▶ **SUPPLIED ENTRIES**:
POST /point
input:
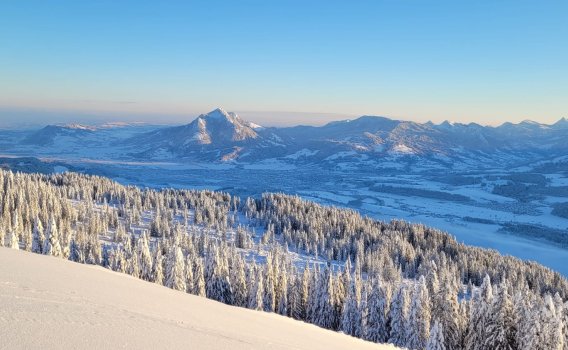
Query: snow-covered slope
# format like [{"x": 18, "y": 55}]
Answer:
[{"x": 51, "y": 303}]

▶ **INSTRUCTIONS TO FOLLOW**: Transcribe, without alteration, the line that contains "Query: snow-covered slope" together with all lines after it in the listing above.

▶ **TASK RESPONSE**:
Query: snow-covered slope
# format like [{"x": 18, "y": 55}]
Answer:
[{"x": 51, "y": 303}]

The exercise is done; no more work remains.